== Segment start ==
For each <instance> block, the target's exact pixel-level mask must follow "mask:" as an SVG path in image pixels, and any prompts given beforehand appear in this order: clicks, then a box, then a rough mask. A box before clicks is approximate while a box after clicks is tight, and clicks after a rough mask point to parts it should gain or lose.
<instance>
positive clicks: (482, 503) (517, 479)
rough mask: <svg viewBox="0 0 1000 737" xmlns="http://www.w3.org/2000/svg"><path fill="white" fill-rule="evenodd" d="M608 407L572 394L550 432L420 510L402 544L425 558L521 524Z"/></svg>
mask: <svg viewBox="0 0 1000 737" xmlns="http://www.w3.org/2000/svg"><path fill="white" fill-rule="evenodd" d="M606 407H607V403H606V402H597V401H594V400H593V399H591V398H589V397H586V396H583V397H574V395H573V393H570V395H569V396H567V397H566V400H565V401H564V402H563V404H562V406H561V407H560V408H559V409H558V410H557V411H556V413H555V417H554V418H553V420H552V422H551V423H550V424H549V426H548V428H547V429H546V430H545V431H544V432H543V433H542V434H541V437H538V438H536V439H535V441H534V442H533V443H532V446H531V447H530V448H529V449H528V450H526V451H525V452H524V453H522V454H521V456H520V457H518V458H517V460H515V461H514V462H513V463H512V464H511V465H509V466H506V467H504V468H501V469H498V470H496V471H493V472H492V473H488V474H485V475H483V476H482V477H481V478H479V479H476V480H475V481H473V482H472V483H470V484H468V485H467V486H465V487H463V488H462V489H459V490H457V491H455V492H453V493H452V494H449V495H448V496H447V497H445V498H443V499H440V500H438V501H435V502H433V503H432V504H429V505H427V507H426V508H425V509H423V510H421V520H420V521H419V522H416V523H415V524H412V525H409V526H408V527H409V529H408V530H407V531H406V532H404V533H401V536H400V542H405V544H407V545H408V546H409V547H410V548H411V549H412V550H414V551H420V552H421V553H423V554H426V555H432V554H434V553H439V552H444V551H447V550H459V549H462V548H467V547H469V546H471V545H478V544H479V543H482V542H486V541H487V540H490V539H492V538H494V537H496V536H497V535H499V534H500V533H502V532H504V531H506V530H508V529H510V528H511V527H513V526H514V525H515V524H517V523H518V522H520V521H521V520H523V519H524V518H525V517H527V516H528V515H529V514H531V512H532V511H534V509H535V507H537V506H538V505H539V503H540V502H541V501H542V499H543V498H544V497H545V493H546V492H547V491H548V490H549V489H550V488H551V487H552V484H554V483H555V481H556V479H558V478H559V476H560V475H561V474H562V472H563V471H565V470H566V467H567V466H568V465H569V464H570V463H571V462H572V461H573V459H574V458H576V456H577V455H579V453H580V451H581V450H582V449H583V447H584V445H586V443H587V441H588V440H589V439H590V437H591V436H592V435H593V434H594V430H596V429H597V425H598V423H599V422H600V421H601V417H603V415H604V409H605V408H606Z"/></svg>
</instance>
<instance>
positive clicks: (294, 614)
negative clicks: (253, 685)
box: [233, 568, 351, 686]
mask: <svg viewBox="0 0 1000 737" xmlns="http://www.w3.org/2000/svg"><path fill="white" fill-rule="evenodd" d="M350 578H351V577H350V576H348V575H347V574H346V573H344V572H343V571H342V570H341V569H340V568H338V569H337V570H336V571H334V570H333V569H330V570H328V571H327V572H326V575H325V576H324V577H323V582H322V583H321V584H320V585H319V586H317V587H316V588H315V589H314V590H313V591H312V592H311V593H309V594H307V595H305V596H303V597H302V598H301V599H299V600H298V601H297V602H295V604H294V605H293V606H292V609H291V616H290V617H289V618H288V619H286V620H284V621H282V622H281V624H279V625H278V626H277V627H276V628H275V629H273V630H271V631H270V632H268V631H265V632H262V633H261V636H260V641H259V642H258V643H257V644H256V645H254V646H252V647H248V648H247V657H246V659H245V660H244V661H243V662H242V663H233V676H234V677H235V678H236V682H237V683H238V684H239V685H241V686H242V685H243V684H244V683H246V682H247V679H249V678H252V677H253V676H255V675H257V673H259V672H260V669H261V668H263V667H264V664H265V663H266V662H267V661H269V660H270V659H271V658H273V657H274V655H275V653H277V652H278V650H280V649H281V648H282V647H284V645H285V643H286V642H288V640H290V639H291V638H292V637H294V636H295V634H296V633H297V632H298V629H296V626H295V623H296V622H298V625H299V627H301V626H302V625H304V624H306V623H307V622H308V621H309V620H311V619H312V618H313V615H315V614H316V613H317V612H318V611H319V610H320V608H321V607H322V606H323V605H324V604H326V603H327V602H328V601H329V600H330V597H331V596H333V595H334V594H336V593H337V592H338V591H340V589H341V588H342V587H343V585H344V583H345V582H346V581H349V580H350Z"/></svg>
== Segment end ==
■ Exercise goal
Reproduce every line of the records above character for character, with no changes.

■ Answer to the problem
For each <instance> block, the target's exact pixel-level mask must follow "mask:" as an SVG path in image pixels, and any prompts given beforehand appear in this order: clicks, then a box, then a rough mask. A box before clicks is approximate while a box after clicks is tight, and clicks after a rough mask point to parts it should gain or lose.
<instance>
positive clicks: (482, 503) (517, 479)
rough mask: <svg viewBox="0 0 1000 737" xmlns="http://www.w3.org/2000/svg"><path fill="white" fill-rule="evenodd" d="M608 407L572 394L550 432L420 510L402 544L425 558L521 524Z"/></svg>
mask: <svg viewBox="0 0 1000 737" xmlns="http://www.w3.org/2000/svg"><path fill="white" fill-rule="evenodd" d="M606 407H607V403H606V402H597V401H594V400H593V399H591V398H589V397H586V396H583V397H574V395H573V393H570V395H569V396H567V397H566V400H565V401H564V402H563V404H562V406H561V407H560V408H559V409H558V410H557V411H556V413H555V417H554V418H553V420H552V422H551V423H550V424H549V426H548V428H547V429H546V430H545V431H544V432H543V433H542V434H541V437H538V438H536V439H535V441H534V442H533V443H532V446H531V447H530V448H529V449H528V450H526V451H525V452H524V453H522V454H521V456H520V457H518V458H517V460H515V461H514V462H513V463H512V464H511V465H509V466H506V467H504V468H501V469H498V470H496V471H493V472H492V473H488V474H485V475H483V476H482V477H481V478H479V479H476V480H475V481H473V482H472V483H470V484H468V485H467V486H465V487H463V488H462V489H459V490H457V491H455V492H453V493H452V494H449V495H448V496H447V497H445V498H443V499H440V500H438V501H435V502H433V503H432V504H429V505H427V507H426V508H425V509H423V510H421V520H420V521H419V522H416V523H415V524H412V525H409V526H408V527H409V529H408V530H407V531H406V532H404V533H401V536H400V542H405V544H407V545H408V546H409V547H410V548H411V549H412V550H414V551H420V552H421V553H423V554H426V555H432V554H434V553H439V552H444V551H447V550H459V549H462V548H467V547H469V546H471V545H478V544H479V543H482V542H486V541H487V540H490V539H492V538H494V537H496V536H497V535H499V534H500V533H502V532H504V531H506V530H508V529H510V528H511V527H513V526H514V525H515V524H517V523H518V522H520V521H521V520H523V519H524V518H525V517H527V516H528V515H529V514H531V512H532V511H534V509H535V507H537V506H538V505H539V503H540V502H541V501H542V499H543V498H544V497H545V493H546V492H547V491H548V490H549V489H550V488H551V487H552V484H554V483H555V481H556V479H558V478H559V476H560V475H561V474H562V472H563V471H565V470H566V467H567V466H568V465H569V464H570V463H571V462H572V461H573V459H574V458H576V456H577V455H579V453H580V451H581V450H582V449H583V447H584V445H586V443H587V441H588V440H589V439H590V437H591V436H592V435H593V434H594V430H596V429H597V425H598V423H599V422H600V421H601V417H603V415H604V409H605V408H606Z"/></svg>
</instance>
<instance>
positive clicks: (294, 614)
negative clicks: (253, 685)
box: [233, 568, 351, 686]
mask: <svg viewBox="0 0 1000 737" xmlns="http://www.w3.org/2000/svg"><path fill="white" fill-rule="evenodd" d="M350 578H351V577H350V576H348V575H347V574H346V573H344V572H343V571H342V570H341V569H340V568H338V569H337V570H336V571H334V570H333V569H330V570H328V571H327V572H326V575H325V576H324V577H323V582H322V583H321V584H320V585H319V586H317V587H316V588H315V589H314V590H313V591H312V592H311V593H309V594H307V595H305V596H303V597H302V598H301V599H299V600H298V601H297V602H295V604H294V605H293V606H292V609H291V616H290V617H289V618H288V619H286V620H284V621H282V622H281V624H279V625H278V626H277V627H276V628H275V629H273V630H271V631H270V632H268V631H265V632H262V633H261V636H260V641H259V642H258V643H257V644H256V645H254V646H252V647H248V648H247V657H246V659H245V660H244V661H243V662H242V663H233V676H234V677H235V678H236V682H237V683H238V684H239V685H241V686H242V685H243V684H244V683H246V682H247V679H249V678H252V677H253V676H255V675H257V673H259V672H260V669H261V668H263V667H264V664H265V663H266V662H267V661H269V660H270V659H271V658H273V657H274V655H275V653H277V652H278V650H280V649H281V648H282V647H284V645H285V643H286V642H288V640H290V639H291V638H292V637H294V636H295V634H296V633H297V632H298V629H296V626H295V623H296V622H298V625H299V627H301V626H302V625H304V624H306V623H307V622H308V621H309V620H311V619H312V618H313V615H315V614H316V613H317V612H318V611H319V610H320V608H321V607H322V606H323V605H324V604H326V603H327V602H328V601H329V600H330V597H331V596H333V595H334V594H336V593H337V592H338V591H340V589H341V588H342V587H343V585H344V583H345V582H346V581H349V580H350Z"/></svg>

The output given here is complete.